:: TASK BRIEF ::
The records below must be copied in full; omit the images.

:: RAW DATA ::
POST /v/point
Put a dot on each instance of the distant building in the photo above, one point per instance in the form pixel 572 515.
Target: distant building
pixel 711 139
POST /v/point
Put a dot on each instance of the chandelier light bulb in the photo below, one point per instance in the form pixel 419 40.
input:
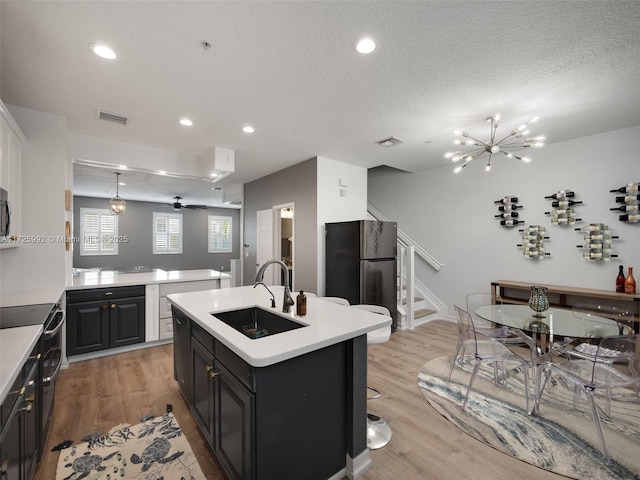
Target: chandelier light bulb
pixel 516 139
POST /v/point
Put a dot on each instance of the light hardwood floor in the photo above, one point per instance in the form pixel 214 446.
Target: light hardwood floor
pixel 95 395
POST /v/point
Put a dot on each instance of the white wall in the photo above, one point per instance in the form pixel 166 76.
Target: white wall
pixel 39 267
pixel 84 147
pixel 334 206
pixel 452 216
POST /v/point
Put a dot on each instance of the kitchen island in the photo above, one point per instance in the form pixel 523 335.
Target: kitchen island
pixel 287 405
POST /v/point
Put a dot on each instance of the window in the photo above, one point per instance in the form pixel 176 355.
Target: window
pixel 219 234
pixel 167 233
pixel 98 232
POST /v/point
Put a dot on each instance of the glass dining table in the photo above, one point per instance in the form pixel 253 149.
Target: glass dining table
pixel 557 322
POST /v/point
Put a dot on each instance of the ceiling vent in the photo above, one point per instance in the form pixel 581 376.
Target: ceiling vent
pixel 111 117
pixel 390 142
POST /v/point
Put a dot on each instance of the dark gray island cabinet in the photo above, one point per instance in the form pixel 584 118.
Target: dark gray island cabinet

:: CORRECT RESULT ::
POST /v/point
Put a dot on each instance of the distant building in the photo above, one point per instance in the form pixel 572 515.
Target: distant building
pixel 711 139
POST /v/point
Put a dot on each instance of the chandelier light bulb in the photo below, one point per instance in the form pixel 419 40.
input:
Target: chandelier light bulb
pixel 516 139
POST /v/point
Put a dot on each instance of the light hardwood floor in the photo above, one point per instance in the form pixel 214 446.
Target: light hardwood floor
pixel 95 395
POST /v/point
Put a dot on each instance of the white wall in the photo above, one point per instance in the form pixel 166 76.
Target: white wall
pixel 39 267
pixel 84 147
pixel 334 206
pixel 452 216
POST /v/point
Put a dot on each instance of the kitchen island in the photo above, one point per instance in the form pixel 523 335.
Target: kitchen island
pixel 287 405
POST /v/point
Put a dot on each instance of the window in the photo above, one point per instance in the form pixel 176 355.
Target: window
pixel 219 234
pixel 167 233
pixel 98 232
POST /v/point
Put a dot on each instance of the glass dining table in the photo above, one point per instance in the form pixel 253 149.
Target: glass dining table
pixel 557 322
POST /v/point
Put a dot on each instance of the ceiling vent in the photo above, one point per instance in the form pixel 581 376.
Target: ceiling vent
pixel 111 117
pixel 390 142
POST /v/point
Put a dot on each instance of the dark gray island cabinet in the photo above, one point per instance in the form pixel 584 118.
Target: dark gray island cabinet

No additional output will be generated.